- What to do:
Please continue the passage below about long-term forest research plots, picking up right after its final sentence.

- Selected passage:

_ _ _

Originally these plots were designed to address the impacts of specific silvicultural practices on timber growth and quality. However, through the years these data have been used to answer a broader set of questions. Recent uses include examination of trends in tree growth and stand yields over the recent decades as a consequence of acid rain and atmospheric pollutants, and examination of the impact of hurricane disturbance and herbivory on forest structure and plant diversity.
From 1950 through the mid 1980’s, eight intensively-mapped plots were established, varying in size from 1 to 10 acres. Within these plots each tree (> 1 cm DBH) was mapped with an X-Y coordinate system, and species and size data were collected. The larger size of these plots and the spatial information that was recorded has allowed researchers to examine the spatial patterns and processes associated with maturing forests. These tree plots are periodically resampled, most recently in 1997 and 1998 as part of a LTREB project. Use of these data has expanded to include research that utilizes the stands for ground-truthing remote sensing data.

_ _ _

- Entries:

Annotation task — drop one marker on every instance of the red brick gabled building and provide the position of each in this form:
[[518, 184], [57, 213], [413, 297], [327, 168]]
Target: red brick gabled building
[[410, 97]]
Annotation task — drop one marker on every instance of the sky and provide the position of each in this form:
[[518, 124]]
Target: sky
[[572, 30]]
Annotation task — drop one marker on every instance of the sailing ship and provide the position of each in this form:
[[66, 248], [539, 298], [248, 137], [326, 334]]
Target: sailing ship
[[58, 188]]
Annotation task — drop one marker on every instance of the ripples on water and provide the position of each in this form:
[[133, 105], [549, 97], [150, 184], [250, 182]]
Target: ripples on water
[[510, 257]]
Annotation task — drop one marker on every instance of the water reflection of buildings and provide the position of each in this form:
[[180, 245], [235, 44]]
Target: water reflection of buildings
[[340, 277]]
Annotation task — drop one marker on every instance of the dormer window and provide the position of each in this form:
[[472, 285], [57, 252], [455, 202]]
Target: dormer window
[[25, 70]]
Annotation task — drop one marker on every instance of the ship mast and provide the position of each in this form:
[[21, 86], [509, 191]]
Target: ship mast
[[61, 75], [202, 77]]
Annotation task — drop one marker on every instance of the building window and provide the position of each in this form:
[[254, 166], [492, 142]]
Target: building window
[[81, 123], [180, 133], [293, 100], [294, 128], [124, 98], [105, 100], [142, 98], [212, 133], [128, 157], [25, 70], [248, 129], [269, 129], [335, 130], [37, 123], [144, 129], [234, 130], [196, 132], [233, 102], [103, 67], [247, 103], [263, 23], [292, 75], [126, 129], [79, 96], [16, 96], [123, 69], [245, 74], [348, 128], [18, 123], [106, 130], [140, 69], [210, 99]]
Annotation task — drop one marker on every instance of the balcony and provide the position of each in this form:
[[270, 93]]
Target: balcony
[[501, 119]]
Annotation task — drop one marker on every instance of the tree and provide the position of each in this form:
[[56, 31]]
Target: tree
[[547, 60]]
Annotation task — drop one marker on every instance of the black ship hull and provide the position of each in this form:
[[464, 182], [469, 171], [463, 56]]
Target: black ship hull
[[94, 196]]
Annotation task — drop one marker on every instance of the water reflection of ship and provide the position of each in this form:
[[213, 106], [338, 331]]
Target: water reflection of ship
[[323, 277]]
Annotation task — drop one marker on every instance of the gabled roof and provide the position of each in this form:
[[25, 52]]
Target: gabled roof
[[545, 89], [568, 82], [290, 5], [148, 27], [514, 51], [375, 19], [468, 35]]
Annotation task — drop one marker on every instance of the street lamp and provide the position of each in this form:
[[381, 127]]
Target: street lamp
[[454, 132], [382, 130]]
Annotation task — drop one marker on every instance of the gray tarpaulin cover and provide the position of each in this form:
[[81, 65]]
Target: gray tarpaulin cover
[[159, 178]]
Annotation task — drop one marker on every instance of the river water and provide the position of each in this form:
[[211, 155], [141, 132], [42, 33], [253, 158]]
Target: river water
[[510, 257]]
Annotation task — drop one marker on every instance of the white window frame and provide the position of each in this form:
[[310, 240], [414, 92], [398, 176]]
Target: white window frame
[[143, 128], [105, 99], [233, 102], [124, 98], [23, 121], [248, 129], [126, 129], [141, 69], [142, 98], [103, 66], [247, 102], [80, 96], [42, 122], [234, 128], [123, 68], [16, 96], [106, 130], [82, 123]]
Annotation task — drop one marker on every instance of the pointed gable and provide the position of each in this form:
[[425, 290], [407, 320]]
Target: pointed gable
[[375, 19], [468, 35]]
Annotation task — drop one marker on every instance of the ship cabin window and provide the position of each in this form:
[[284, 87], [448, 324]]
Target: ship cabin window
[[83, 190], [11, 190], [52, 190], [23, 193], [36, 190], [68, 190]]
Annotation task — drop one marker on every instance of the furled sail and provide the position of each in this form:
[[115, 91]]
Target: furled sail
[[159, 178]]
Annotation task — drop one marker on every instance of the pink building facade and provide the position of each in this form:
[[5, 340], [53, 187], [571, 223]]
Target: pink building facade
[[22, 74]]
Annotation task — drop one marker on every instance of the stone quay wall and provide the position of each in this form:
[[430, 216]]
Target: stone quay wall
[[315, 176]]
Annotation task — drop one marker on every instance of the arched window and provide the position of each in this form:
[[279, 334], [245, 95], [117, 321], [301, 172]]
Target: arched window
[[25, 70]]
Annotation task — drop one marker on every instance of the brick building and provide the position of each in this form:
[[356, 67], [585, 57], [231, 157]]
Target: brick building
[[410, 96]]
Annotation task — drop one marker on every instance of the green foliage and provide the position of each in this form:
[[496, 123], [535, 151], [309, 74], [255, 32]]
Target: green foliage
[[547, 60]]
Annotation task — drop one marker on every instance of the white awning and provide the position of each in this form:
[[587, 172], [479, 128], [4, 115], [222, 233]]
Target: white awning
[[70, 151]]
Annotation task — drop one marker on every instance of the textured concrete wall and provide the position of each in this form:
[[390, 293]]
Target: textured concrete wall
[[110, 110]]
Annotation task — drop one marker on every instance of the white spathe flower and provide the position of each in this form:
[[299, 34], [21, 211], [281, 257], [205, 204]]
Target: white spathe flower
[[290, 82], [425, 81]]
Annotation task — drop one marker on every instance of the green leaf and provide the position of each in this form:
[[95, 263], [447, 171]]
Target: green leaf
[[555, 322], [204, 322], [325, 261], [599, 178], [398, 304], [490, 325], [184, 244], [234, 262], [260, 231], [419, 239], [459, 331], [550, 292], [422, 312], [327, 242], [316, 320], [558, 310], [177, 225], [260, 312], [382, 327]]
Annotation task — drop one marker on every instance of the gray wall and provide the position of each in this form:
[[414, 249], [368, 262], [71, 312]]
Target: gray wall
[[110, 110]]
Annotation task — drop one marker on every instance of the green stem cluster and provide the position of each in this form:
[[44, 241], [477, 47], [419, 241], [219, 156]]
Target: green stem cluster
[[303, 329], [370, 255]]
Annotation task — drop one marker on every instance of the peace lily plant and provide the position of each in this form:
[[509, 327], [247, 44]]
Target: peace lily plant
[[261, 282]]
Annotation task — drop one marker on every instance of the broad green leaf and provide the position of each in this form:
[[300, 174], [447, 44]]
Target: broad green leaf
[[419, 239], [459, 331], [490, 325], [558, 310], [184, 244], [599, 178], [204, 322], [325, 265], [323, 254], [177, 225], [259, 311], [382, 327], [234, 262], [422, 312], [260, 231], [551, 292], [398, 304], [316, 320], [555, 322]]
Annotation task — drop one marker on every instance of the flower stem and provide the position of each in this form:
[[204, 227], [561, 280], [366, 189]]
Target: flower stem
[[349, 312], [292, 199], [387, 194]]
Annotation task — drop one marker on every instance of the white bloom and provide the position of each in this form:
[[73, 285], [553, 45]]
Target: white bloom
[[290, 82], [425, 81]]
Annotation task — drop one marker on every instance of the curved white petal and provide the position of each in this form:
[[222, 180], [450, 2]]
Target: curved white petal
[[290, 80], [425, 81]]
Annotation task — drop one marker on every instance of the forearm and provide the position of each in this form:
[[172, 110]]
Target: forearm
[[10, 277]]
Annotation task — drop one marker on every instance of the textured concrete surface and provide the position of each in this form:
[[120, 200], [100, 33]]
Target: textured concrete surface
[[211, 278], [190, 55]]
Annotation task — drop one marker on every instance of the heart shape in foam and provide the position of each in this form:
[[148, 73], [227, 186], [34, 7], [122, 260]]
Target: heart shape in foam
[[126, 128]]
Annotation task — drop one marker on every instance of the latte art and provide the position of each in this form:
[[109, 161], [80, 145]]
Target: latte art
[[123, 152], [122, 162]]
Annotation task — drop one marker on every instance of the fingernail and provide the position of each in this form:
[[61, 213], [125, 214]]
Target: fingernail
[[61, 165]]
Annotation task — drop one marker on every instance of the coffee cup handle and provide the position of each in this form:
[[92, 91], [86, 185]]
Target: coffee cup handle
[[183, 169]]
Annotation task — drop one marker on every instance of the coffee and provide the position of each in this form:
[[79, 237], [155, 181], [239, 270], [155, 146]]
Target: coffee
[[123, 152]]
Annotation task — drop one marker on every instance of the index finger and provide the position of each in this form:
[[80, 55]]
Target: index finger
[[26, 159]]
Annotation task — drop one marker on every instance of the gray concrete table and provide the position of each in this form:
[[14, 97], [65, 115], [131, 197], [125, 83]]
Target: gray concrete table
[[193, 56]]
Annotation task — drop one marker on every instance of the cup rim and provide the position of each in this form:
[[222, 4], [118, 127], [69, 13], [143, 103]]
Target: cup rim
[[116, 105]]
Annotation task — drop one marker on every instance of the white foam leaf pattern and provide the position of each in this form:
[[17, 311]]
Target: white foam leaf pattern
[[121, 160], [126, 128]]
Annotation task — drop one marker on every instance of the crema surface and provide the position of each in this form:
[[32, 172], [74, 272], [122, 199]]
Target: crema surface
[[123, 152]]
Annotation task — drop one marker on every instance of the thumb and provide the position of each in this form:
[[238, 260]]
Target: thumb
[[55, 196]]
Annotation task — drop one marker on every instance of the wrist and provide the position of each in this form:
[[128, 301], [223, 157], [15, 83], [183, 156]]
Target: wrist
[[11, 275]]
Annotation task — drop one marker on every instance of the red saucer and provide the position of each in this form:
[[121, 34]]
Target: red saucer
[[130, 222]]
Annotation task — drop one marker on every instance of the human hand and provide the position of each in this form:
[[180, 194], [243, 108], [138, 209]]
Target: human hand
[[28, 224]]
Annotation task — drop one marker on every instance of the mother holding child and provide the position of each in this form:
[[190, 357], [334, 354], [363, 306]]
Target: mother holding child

_ _ _

- Written response:
Within five of these mapped forest stands, subplots were established to examine tree seedling and sapling demography. The seedlings and saplings in these intensively mapped plots were annually censused from 1978 to 1994 and from 1997 to 2001 as part of a LTREB project. This research examined the importance of the tree-establishment stage on forest dynamics, and also explored which aspects of tree seedling dynamics are most important for projecting future changes in forest composition.
In 1977 an additional 230 permanent plots (0.1 hectare in size) were established in the Duke Forest to document the variation in composition and succession of forest stands under different site conditions. Compared to the original PSP’s, these plots cover a wider range of site histories and site conditions, and include unique habitats such as acidic soil monadnocks, clay-pan soils and wet forests. In addition to collection of data on tree size and composition, as with the original PSP’s, these survey plots were also sampled for herbaceous (non-woody) species composition and soil chemistry.
Data from these plots have been used for many purposes, including studies of forest composition, species diversity, and compositional convergence during succession. Because herbaceous plants have limited economic value, permanent plots such as these with detailed herbaceous and soil data are extremely uncommon in North America.
Herbaceous plants are known to be especially sensitive to changes in environmental conditions; therefore, these data provide invaluable information about the impact of chronic stresses on the forest ecosystem.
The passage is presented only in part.